Selected excerpt
= = = = = = =

When you adopt domestically, you will always need to work with an adoption agency. The adoption agency will conduct your home-study. They must be licensed in your state and the home-study must comply with your state standards. Should you choose to adopt privately, often called a direct parental placement, you will locate the birth mother directly. That connection is usually made through word of mouth. From there, both you and the expectant parent will have legal representation and the expectant parent will receive counseling. A direct parental placement is usually more open between the parties and less expensive.
The other option is for an adoption agency to locate the expectant parent. This could be the agency which conducted your home-study or it could be a different agency, termed the placing agency. The selection of a placing agency is where many people get into trouble.
It is critically important to select a reputable state licensed, COA accredited agency as your placing agency. Anyone can open up shop and make up a cute adoption friendly sounding name. But, often it is difficult to distinguish between a state-licensed and COA accredited agency versus an agency that does not offer you all those protections. This article published in the National Council for Adoption periodical by myself and my co-author Teresa M. McDonough, ACSW, will give you that critical information. You can find the whole article at the link below.

= = = = = = =

Entries supplied

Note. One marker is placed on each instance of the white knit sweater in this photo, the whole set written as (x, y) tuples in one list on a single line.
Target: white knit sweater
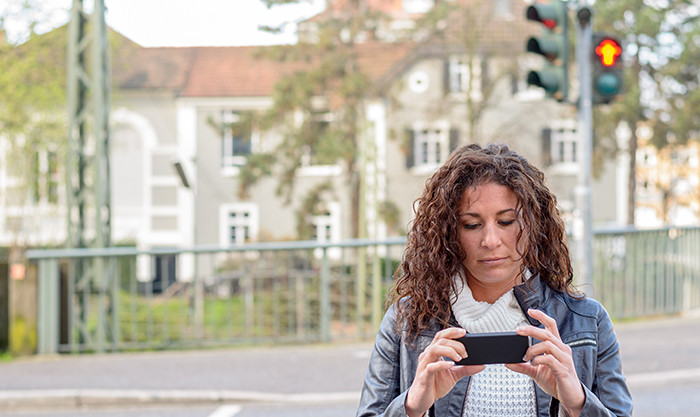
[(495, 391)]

= = = = = = =

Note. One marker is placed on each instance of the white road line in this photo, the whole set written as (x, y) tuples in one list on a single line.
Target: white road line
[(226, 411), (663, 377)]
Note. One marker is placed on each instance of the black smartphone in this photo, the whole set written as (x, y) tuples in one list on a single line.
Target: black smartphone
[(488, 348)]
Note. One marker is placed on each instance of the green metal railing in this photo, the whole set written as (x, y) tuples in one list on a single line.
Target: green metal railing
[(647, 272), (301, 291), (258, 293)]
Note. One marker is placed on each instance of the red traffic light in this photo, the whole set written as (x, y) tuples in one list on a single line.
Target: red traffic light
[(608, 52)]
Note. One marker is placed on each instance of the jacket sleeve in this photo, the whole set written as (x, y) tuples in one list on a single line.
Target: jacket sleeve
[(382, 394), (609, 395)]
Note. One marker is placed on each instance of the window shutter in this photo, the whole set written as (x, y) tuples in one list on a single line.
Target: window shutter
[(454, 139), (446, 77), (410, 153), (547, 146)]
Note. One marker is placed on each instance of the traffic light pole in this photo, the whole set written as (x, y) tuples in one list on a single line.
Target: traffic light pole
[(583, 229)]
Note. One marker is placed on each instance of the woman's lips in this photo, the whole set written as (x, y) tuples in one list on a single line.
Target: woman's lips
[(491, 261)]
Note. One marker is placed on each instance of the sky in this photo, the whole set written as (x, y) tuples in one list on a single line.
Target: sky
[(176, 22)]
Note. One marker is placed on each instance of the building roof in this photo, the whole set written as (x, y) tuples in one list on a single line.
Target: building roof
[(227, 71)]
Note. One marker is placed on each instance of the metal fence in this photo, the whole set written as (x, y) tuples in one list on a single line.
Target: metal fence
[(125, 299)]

= = = = = = =

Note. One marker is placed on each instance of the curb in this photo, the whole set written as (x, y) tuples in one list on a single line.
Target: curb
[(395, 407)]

= = = = = = =

Exercises
A - From the passage on adoption agencies, extract the text from "The other option" up to and including "get into trouble.".
B - Answer these questions using the passage on adoption agencies:
(i) What must be true of the agency that conducts your home-study, and of the home-study itself?
(ii) What is private adoption often called?
(iii) What is the term for an agency, other than the one that did your home-study, that locates the expectant parent?
C - Continue the passage on adoption agencies from its final sentence.

Task-by-task results
A -
The other option is for an adoption agency to locate the expectant parent. This could be the agency which conducted your home-study or it could be a different agency, termed the placing agency. The selection of a placing agency is where many people get into trouble.

B -
(i) The agency must be licensed in your state, and the home-study must comply with your state standards.
(ii) A direct parental placement.
(iii) The placing agency.

C -
From Adoption Advocate NO. 70:
"Today, many expectant parents considering adoption connect with prospective adoptive parents through out-of-state entities—or facilitators—that they find online. Too often, these entities are unlicensed and unregulated intermediaries; they act as matchmakers only, not full-service agencies. The expectant parents receive no face-to-face counseling, and may not be apprised of the laws in their state or the state where the prospective adoptive parents reside. When the child is born, there is often a scramble to locate an adoption attorney or licensed adoption agency representative who can then meet with the expectant parent(s) for the first time and begin the counseling and legal processes; these vital services must be outsourced, because the independent facilitator is not licensed in their state and is therefore legally unable to provide these services. There can also be confusion as to which state’s laws apply, because many states prohibit fees paid to unlicensed entities, meaning that adoptions arranged by facilitators cannot be finalized. Sometimes the placement does not go through, and both prospective adoptive parents and expectant parents can experience heartache and financial loss with no follow-up support services. Even when placements do succeed and are finalized, the lack of post-adoption support services can undermine the likelihood of adoptive family success as well as the birth parent’s long-term well-being.
A facilitator is typically a person or an organization whose only task is to make an introduction between expectant parents and adoptive parents in exchange for a large, nonrefundable fee paid in advance. In some states, these facilitators are regulated, but in most states, they are prohibited. Expectant parents considering adoption as well as prospective adoptive parents should exercise great caution, as it can be difficult to determine whether an entity is licensed as an adoption agency or acting solely as a facilitator.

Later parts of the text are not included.